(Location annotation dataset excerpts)
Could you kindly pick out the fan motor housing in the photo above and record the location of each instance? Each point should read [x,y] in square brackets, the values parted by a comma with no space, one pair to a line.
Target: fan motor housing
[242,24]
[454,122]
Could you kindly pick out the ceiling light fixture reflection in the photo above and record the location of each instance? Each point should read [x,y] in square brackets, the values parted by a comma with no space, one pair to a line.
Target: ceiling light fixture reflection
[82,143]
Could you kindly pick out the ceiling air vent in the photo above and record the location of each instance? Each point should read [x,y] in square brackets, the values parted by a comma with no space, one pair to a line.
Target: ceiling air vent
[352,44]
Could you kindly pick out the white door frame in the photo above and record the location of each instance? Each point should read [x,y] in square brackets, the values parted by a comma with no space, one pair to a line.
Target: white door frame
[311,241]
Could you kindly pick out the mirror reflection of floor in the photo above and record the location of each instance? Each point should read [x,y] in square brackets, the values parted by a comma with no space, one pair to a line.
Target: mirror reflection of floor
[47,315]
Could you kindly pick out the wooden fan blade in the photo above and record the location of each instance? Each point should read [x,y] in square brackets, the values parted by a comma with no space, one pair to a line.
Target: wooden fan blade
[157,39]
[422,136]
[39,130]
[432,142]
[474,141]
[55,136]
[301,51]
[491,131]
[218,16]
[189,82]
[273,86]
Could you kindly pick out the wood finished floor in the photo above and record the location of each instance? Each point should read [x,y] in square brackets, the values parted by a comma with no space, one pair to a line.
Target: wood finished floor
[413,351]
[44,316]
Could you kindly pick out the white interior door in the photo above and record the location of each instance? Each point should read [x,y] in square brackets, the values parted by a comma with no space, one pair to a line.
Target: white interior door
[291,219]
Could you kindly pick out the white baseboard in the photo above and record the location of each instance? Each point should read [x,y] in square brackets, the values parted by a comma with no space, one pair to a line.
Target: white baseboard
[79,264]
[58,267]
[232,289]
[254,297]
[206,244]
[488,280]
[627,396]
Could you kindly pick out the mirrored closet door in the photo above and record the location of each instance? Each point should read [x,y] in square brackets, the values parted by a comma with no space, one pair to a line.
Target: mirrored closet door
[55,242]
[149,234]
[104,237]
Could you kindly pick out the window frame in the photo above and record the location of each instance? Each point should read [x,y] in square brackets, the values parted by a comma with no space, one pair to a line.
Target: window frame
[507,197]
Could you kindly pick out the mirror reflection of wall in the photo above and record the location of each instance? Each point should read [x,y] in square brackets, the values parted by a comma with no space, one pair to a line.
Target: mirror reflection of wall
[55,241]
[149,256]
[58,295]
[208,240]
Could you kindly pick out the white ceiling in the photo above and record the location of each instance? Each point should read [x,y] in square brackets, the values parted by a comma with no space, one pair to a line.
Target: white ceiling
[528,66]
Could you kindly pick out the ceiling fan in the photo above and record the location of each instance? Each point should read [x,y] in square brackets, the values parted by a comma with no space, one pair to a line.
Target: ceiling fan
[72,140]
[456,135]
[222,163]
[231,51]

* * *

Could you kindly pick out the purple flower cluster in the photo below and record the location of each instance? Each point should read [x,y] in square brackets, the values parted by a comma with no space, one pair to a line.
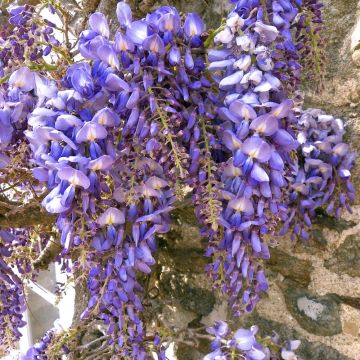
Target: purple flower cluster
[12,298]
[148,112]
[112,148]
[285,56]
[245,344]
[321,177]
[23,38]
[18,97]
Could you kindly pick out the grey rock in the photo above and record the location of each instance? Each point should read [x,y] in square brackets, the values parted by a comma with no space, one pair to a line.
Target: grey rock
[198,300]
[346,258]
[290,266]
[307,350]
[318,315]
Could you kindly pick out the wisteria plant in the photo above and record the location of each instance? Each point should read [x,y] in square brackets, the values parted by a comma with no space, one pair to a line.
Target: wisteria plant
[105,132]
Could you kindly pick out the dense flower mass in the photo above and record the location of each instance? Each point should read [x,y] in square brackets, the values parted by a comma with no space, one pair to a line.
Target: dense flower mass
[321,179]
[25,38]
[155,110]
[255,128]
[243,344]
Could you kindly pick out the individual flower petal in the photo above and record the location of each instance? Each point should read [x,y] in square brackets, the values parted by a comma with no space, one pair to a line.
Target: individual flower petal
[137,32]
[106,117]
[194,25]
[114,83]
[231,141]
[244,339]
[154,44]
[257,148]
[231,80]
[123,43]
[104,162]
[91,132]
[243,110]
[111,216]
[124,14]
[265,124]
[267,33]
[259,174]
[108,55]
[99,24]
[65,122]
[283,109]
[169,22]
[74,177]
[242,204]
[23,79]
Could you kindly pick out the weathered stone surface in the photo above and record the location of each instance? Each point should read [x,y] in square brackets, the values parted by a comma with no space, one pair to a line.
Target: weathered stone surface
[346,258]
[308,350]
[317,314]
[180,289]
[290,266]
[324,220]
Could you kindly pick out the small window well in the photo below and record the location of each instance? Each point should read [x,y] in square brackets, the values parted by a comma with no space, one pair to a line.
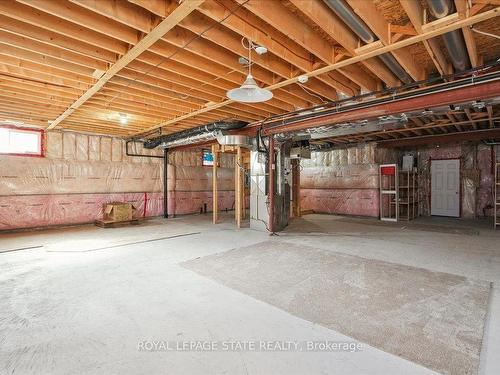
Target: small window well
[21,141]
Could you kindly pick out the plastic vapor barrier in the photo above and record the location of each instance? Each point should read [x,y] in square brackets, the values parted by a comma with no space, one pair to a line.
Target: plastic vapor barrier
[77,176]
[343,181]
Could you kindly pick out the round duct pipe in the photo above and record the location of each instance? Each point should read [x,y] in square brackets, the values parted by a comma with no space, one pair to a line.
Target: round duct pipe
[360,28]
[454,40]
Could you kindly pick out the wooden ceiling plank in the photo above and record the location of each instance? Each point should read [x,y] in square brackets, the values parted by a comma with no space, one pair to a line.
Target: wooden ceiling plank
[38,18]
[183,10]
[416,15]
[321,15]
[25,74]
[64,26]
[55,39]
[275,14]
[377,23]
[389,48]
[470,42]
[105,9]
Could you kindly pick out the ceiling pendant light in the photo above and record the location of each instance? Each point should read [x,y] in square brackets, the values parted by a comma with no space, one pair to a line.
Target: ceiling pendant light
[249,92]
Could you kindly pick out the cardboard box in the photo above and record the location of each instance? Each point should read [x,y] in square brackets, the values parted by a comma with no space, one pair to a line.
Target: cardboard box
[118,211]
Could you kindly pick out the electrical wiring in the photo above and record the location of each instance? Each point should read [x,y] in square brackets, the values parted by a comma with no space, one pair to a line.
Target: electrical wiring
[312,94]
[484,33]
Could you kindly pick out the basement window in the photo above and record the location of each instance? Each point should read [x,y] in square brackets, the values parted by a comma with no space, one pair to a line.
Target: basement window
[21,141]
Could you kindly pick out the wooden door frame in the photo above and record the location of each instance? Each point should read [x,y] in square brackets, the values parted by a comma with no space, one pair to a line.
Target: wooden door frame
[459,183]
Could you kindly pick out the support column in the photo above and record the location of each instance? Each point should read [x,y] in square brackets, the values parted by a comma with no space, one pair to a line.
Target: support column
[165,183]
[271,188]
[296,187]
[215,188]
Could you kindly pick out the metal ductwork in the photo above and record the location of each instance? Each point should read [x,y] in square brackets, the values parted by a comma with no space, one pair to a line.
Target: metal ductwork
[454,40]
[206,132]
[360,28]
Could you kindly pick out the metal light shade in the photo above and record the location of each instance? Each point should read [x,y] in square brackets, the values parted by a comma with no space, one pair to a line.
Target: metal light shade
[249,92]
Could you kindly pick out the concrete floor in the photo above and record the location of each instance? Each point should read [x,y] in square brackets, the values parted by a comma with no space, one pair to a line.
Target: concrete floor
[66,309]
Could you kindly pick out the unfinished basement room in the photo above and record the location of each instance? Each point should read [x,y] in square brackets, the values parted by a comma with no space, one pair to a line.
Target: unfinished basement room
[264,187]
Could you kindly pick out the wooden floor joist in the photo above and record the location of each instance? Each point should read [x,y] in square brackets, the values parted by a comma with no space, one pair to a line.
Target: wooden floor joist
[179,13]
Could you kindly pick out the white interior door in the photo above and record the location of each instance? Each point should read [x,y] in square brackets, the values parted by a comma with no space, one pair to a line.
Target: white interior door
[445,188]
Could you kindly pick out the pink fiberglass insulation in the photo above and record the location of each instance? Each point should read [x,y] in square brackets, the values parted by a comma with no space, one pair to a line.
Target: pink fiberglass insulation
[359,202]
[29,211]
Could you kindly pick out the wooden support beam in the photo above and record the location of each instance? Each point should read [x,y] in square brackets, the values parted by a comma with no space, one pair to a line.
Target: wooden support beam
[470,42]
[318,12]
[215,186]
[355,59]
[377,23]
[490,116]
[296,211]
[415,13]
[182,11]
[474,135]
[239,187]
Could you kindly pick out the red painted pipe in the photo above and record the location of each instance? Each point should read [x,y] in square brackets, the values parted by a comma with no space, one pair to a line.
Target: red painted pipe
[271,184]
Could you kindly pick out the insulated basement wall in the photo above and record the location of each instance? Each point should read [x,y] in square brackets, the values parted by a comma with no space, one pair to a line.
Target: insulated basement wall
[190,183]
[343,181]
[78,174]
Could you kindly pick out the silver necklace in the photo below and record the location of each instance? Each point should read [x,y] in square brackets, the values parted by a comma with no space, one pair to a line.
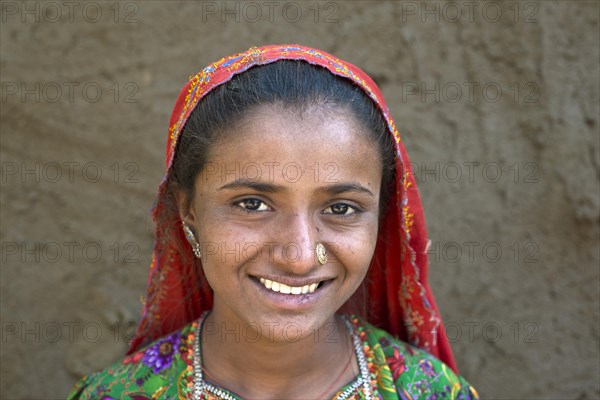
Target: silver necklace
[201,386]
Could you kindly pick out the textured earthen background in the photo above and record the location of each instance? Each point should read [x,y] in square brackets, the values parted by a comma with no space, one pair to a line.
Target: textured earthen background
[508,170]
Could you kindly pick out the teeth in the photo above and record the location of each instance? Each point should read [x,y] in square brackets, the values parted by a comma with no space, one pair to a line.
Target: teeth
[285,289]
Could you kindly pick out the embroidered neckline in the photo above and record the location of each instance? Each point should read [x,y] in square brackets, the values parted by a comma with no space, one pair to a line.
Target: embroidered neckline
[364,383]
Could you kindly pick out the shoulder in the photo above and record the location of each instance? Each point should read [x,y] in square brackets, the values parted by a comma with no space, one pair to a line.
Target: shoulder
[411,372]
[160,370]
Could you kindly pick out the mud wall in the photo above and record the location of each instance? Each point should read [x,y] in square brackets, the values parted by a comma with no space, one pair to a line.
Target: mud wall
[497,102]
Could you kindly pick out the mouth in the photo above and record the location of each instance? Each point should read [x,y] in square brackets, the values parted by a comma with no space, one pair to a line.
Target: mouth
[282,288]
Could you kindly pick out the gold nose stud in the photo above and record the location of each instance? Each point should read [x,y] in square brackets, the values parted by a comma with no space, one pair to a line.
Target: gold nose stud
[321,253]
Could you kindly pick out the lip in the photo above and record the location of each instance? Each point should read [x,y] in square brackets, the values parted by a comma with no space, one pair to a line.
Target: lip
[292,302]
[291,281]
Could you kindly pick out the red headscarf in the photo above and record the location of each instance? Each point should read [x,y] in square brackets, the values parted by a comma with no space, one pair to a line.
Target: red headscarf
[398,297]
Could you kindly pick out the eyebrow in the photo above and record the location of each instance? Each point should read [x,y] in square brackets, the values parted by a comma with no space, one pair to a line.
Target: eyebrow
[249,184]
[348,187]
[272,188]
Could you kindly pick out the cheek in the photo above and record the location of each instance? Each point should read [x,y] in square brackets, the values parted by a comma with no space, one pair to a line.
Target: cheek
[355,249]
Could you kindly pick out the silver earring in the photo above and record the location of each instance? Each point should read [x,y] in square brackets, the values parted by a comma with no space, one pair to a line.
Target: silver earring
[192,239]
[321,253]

* _Work to be completed_
Pick out every line of the material above that contains the string "pendant" and copy those lines. Treat uppercase and lowercase as distinct.

* _Task answer_
Could you kindly pick out the ceiling pendant light in the photo above and record the location of each instance? Each point should read [x,y] in square brackets, the values parted by a comma with no space, one pair to a line.
Target: ceiling pendant light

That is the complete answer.